Excerpts from point annotation data
================================

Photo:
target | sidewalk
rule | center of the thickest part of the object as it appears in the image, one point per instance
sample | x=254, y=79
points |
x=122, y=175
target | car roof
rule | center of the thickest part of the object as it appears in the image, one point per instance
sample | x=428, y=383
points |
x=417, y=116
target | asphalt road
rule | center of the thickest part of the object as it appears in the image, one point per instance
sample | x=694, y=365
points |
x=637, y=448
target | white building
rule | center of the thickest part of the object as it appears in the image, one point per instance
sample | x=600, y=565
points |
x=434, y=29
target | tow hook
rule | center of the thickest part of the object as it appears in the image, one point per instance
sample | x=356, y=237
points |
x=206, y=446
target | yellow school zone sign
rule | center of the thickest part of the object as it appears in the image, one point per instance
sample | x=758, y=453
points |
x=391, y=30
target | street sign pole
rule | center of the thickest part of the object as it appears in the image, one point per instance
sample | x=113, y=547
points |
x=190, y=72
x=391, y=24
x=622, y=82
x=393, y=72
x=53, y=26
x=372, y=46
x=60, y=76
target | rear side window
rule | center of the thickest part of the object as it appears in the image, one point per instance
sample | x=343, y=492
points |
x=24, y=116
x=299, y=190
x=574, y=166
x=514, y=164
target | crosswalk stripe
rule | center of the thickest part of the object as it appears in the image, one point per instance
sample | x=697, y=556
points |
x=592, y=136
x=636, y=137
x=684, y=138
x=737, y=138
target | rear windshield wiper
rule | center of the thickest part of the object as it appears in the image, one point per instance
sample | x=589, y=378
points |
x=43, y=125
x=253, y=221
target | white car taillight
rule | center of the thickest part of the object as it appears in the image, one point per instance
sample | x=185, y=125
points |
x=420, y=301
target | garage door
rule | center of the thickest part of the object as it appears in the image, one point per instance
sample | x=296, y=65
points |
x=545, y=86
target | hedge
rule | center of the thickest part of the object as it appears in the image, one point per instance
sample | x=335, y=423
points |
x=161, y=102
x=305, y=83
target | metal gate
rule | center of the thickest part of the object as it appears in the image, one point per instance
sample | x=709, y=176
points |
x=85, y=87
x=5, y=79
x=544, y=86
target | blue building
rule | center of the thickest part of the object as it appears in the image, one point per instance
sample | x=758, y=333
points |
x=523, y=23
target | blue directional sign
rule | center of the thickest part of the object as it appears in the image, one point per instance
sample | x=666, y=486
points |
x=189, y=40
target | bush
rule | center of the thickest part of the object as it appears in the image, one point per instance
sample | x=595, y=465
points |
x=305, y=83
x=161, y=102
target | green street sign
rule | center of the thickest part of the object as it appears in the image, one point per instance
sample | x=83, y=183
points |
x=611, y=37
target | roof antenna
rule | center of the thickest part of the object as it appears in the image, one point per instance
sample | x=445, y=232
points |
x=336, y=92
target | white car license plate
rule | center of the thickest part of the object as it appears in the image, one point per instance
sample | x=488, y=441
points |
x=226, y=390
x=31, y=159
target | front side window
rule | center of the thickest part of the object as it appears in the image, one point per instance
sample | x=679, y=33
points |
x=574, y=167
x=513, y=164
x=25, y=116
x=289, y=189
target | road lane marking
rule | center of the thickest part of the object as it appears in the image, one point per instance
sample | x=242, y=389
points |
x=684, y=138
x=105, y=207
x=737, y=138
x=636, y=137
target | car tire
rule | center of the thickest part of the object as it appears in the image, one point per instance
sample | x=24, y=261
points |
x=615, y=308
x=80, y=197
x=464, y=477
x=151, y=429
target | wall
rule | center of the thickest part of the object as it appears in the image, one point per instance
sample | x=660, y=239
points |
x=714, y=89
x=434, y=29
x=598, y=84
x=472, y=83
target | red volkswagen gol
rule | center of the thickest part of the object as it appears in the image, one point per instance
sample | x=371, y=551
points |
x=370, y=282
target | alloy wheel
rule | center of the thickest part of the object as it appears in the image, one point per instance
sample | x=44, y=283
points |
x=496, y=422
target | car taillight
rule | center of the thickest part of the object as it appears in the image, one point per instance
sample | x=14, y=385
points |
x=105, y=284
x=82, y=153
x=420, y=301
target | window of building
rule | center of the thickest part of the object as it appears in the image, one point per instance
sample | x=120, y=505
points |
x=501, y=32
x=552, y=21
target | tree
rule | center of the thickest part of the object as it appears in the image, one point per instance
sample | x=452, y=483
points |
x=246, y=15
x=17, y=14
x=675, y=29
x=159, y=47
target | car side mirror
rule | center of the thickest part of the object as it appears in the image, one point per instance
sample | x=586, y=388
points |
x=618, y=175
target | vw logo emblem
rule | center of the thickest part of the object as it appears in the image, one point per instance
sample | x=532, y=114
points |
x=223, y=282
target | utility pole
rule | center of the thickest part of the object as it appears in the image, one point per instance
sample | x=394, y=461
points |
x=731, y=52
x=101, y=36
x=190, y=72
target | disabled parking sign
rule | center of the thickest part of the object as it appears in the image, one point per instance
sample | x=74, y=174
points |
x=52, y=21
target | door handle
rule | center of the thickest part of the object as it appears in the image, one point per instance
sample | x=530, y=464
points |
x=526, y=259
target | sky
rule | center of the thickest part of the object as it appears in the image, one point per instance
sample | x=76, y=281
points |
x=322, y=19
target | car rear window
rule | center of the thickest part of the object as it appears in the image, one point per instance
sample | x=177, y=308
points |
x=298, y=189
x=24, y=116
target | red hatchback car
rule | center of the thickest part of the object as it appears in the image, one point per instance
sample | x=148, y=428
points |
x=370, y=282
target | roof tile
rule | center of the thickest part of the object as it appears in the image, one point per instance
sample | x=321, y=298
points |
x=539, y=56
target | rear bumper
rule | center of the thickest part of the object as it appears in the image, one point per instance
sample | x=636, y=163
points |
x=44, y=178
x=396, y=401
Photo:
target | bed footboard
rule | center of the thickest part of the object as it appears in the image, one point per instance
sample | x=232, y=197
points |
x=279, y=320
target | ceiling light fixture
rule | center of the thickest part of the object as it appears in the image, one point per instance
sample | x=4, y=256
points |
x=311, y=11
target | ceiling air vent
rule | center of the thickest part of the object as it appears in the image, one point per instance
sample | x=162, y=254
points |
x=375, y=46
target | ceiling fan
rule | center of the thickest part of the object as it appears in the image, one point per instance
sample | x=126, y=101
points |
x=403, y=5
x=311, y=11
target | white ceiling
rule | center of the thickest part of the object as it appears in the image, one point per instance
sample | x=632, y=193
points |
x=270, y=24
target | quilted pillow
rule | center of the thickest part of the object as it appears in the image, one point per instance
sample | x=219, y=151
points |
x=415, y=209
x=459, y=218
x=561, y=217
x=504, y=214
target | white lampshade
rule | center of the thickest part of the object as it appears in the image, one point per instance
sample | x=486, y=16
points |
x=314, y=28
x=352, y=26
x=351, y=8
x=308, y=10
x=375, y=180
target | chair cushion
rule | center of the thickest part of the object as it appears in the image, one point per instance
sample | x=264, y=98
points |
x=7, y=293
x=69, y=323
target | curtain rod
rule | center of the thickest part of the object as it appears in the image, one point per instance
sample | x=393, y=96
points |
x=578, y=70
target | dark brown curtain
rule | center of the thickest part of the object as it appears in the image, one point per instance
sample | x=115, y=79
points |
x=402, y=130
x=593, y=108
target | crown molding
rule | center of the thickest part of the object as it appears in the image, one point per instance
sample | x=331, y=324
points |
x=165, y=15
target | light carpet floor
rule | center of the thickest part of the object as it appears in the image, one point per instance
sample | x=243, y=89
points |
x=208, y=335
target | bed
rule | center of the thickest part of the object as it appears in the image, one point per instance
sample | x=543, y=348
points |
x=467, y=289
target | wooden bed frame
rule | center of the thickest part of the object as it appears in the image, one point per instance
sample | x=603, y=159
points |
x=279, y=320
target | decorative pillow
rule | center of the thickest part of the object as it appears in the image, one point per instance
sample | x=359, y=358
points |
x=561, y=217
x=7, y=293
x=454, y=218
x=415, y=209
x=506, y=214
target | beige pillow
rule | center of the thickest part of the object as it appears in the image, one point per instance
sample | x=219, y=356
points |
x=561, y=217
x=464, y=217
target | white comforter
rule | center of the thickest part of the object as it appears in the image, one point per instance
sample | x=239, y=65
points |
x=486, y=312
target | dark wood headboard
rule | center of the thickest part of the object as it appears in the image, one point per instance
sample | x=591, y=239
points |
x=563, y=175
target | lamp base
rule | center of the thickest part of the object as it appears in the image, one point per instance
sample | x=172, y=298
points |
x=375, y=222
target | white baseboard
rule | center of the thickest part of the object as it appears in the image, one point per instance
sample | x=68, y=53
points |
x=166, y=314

================================

Convert the lines of the listing from the one containing "target | front side window" through the one containing "x=159, y=47", both included, into a JSON list of strings, one string per line, with blank lines omitted.

**Solution to this task**.
[
  "target | front side window",
  "rule | center of the thickest part of the object as it appears in the image, one point per instance",
  "sample | x=679, y=33",
  "points |",
  "x=574, y=167",
  "x=513, y=164",
  "x=25, y=116",
  "x=289, y=189",
  "target | road lane marking",
  "rule | center of the thickest part of the object as it appears in the image, one point per instance",
  "sample | x=242, y=389",
  "points |",
  "x=684, y=138",
  "x=105, y=207",
  "x=737, y=138",
  "x=636, y=137",
  "target | car tire",
  "rule | center of the thickest part of the object as it appears in the image, one point per instance",
  "sample | x=24, y=261",
  "points |",
  "x=615, y=308",
  "x=80, y=197",
  "x=464, y=477",
  "x=151, y=429",
  "target | wall",
  "rule | center of the thickest part of the object as it appears in the image, one point per instance",
  "sample | x=660, y=239",
  "points |",
  "x=714, y=89",
  "x=434, y=29",
  "x=598, y=84",
  "x=472, y=83",
  "target | red volkswagen gol",
  "rule | center of the thickest part of the object as it appears in the image, one point per instance",
  "sample | x=371, y=551",
  "points |",
  "x=370, y=282",
  "target | alloy wheel",
  "rule | center of the thickest part of the object as it appears in the image, one point per instance",
  "sample | x=44, y=283",
  "points |",
  "x=496, y=422",
  "target | car taillight",
  "rule | center of the thickest part of the object as it appears in the image, one point per instance",
  "sample | x=14, y=385",
  "points |",
  "x=105, y=284",
  "x=82, y=153",
  "x=420, y=301",
  "target | window of building",
  "rule | center of the thickest part of the object as it appears in the image, one point per instance",
  "sample | x=120, y=505",
  "points |",
  "x=501, y=32",
  "x=552, y=21",
  "target | tree",
  "rule | center of the thickest part of the object as it appears in the image, one point per instance",
  "sample | x=452, y=483",
  "points |",
  "x=246, y=15",
  "x=17, y=14",
  "x=675, y=29",
  "x=159, y=47"
]